Pull out each line of the records below that contains the word "over", and copy those lines whole. Upper and lower case must match.

========

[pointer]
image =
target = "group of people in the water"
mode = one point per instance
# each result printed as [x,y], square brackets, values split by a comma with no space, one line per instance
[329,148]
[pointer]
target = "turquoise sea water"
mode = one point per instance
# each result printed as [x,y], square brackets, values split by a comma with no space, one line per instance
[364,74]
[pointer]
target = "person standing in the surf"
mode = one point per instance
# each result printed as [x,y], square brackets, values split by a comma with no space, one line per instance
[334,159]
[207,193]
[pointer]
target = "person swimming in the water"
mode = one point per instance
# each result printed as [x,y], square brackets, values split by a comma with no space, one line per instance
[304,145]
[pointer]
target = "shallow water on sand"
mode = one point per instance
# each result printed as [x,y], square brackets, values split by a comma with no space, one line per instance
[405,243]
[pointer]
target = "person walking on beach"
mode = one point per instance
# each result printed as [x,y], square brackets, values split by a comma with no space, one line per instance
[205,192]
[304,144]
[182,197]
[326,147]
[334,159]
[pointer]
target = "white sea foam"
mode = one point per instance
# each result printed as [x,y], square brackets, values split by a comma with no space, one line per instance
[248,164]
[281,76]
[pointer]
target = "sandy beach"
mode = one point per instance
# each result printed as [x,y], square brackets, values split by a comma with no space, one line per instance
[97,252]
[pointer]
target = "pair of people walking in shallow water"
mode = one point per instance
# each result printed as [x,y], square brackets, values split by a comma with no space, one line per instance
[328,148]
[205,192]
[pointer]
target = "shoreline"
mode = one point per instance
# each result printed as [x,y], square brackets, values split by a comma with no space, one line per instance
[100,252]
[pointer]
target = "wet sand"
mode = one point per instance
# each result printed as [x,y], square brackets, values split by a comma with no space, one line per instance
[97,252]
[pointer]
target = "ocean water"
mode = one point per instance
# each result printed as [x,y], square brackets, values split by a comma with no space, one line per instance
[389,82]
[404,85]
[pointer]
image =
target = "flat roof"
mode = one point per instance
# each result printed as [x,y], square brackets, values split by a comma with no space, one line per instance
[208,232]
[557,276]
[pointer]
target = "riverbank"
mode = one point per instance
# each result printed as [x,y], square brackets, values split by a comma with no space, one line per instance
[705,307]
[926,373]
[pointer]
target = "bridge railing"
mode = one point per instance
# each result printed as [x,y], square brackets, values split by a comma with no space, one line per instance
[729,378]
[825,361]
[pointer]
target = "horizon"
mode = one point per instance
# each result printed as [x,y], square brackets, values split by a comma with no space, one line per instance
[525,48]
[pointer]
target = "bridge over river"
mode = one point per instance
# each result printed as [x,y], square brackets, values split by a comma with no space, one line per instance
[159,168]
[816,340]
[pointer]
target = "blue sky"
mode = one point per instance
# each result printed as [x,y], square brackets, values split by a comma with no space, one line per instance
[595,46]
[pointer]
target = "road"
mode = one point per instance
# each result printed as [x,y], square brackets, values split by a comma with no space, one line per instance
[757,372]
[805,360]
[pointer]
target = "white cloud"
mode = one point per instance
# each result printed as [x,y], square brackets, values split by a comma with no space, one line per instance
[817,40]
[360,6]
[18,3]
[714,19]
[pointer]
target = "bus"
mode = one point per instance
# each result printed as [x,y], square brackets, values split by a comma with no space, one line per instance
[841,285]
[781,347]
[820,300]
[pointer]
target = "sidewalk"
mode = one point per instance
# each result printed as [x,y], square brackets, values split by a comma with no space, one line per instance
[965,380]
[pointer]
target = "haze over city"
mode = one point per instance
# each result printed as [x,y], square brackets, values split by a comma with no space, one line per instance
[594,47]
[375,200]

========

* Worked answer:
target = "bridge over river"
target = "haze over city"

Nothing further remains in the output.